What needs to be done.
Extract every line in the records below that contains the string "windshield" and copy each such line in full. Case counts when matching.

Extracted information.
------------------------------------------------

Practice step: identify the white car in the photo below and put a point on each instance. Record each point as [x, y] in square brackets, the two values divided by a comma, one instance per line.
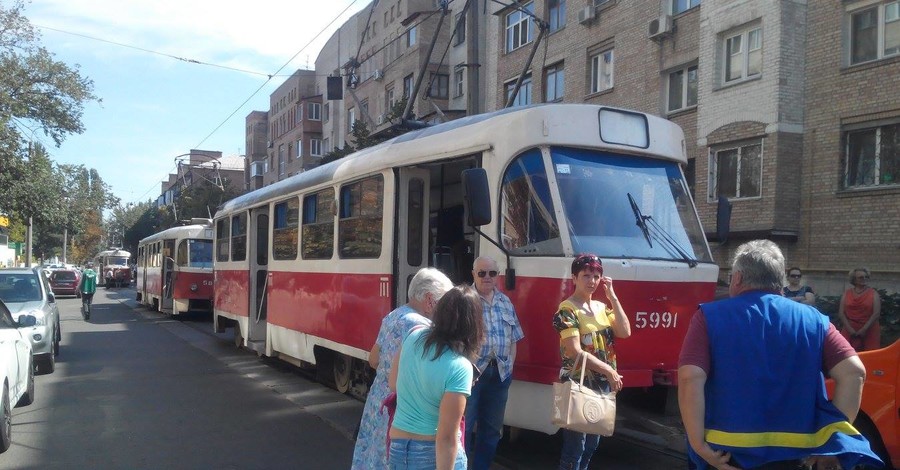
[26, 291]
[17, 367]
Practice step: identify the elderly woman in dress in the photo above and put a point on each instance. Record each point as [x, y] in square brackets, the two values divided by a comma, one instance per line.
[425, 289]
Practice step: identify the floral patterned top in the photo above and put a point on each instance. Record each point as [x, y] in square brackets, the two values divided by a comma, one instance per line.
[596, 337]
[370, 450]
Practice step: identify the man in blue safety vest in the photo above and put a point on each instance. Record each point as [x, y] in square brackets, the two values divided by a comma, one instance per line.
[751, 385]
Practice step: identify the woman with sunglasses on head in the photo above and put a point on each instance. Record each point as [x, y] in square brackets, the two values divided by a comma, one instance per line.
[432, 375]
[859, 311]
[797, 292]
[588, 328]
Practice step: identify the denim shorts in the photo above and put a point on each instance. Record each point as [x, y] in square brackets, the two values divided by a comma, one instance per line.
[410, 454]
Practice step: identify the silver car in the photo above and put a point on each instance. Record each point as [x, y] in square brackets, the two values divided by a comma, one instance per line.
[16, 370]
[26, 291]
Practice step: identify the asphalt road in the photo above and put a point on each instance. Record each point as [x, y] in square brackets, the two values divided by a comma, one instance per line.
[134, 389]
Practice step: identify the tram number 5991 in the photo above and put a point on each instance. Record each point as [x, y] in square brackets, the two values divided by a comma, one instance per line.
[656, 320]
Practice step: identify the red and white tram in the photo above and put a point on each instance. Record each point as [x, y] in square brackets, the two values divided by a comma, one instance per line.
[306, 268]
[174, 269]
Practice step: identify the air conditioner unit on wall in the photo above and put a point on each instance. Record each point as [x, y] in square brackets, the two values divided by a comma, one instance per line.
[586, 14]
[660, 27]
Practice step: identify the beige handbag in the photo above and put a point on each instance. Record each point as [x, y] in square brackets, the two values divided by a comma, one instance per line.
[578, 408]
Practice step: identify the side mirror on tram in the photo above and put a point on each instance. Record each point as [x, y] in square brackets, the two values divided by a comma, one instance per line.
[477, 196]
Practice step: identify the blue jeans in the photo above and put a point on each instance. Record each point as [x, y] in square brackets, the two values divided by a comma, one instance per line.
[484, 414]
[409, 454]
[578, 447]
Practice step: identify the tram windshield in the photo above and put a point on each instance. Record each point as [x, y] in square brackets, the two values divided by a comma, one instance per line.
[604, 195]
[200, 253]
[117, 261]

------------------------------------------------

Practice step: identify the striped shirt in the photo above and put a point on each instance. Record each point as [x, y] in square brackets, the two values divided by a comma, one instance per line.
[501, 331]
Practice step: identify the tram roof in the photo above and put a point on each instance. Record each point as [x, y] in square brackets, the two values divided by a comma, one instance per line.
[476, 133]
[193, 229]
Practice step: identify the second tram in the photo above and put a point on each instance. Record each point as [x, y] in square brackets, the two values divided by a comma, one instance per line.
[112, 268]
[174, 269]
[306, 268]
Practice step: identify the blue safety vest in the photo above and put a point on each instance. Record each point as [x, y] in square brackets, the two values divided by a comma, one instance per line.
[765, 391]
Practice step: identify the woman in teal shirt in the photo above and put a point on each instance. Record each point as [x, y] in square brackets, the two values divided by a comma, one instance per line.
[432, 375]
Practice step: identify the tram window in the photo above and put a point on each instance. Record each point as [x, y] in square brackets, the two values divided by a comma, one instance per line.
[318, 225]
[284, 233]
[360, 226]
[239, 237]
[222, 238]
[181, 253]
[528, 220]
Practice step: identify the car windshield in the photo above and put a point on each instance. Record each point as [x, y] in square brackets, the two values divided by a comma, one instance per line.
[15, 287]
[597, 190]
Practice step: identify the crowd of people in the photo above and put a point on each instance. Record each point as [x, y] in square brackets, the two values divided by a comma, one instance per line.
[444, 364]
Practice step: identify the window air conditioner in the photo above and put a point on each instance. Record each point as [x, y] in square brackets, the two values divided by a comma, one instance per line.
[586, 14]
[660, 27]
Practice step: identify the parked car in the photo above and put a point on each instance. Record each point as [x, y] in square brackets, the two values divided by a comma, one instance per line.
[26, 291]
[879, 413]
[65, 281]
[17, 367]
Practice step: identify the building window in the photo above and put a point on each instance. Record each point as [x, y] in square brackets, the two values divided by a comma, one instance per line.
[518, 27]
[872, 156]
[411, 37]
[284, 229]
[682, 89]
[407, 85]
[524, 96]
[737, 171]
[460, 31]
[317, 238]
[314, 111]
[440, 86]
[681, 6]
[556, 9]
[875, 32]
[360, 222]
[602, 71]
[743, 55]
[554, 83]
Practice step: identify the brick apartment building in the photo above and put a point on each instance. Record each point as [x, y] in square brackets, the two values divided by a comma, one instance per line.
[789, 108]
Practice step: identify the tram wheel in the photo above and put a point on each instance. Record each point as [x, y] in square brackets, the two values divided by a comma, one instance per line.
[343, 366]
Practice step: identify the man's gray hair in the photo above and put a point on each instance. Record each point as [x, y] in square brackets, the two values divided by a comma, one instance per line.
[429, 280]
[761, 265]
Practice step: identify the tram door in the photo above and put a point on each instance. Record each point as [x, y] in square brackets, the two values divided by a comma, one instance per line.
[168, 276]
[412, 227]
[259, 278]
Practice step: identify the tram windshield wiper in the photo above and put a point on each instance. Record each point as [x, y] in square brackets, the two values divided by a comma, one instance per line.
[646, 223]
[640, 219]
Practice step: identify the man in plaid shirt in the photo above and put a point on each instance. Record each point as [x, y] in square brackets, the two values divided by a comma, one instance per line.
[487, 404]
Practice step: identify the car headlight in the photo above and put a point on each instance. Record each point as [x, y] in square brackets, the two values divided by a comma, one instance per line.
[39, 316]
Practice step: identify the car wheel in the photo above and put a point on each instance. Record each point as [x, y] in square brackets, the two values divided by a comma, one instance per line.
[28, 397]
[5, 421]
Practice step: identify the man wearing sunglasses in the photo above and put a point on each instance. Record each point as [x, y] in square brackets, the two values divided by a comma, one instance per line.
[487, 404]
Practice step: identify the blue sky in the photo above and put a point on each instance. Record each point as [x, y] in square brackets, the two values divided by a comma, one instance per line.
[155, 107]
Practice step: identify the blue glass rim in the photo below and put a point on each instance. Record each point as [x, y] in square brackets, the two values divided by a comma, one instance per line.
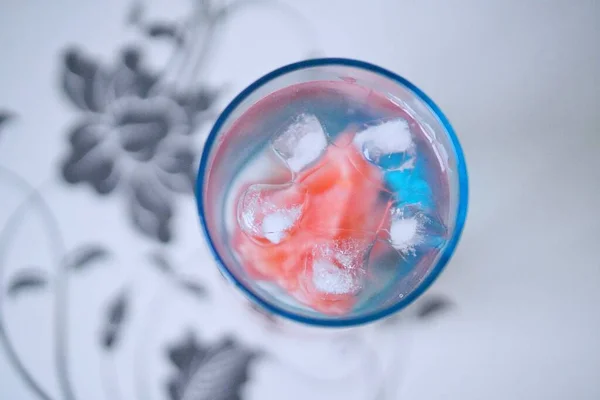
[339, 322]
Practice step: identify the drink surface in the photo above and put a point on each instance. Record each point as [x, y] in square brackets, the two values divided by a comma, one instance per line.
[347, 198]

------------------------------------------------

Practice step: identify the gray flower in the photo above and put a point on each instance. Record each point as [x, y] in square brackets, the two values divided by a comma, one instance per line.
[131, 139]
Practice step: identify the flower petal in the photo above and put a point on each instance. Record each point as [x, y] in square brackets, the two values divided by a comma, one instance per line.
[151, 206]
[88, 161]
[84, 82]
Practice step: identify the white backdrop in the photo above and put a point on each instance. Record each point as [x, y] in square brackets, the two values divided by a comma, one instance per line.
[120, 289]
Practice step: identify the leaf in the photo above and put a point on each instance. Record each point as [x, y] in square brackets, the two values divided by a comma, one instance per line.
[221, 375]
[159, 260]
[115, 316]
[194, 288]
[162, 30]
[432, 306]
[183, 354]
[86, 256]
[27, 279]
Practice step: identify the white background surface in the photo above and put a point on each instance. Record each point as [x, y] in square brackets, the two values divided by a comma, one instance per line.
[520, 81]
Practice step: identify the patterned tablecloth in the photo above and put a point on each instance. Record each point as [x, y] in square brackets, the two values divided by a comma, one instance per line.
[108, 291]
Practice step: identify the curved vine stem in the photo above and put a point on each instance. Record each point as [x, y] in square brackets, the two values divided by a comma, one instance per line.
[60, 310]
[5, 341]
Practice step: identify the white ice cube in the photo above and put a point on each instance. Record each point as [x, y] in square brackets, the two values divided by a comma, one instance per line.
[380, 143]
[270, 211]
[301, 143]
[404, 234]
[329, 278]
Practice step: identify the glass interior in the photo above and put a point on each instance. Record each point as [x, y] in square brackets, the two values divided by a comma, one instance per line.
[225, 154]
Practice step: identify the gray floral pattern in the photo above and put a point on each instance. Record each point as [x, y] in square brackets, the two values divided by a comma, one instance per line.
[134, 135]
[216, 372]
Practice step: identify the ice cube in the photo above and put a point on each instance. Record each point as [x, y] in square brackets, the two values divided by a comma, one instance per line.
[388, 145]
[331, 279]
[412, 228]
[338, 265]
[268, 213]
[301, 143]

------------------------------------------------

Completed task.
Practice step: identify the tram windshield in the photo above and put a point on each instance. Record each point as [x, y] in square brackets, the two values divided by a comma, one instance per line.
Practice step: identify the car windshield in the photo above and put a point on each instance. Record each point as [x, y] in square brackets, the two values divided by a comma, one instance per line.
Practice step: identify the tram windshield wiper in the photo above and put a point on each instance. Record each point as [x, y] in square brackets, the two values divided by a comma, one instance per line.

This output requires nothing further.